WHAT IS ASKED = Rewrite the records with every "stream" replaced by "creek", leaving everything else unchanged.

-- Begin --

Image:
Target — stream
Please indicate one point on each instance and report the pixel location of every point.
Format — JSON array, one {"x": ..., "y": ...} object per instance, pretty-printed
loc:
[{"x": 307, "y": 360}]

-- End --

TASK OUTPUT =
Image:
Target — creek
Please indicate one point on each instance and report the pixel location of every point.
Format — JSON array, one {"x": ..., "y": ...} object per instance, pretty-printed
loc:
[{"x": 307, "y": 360}]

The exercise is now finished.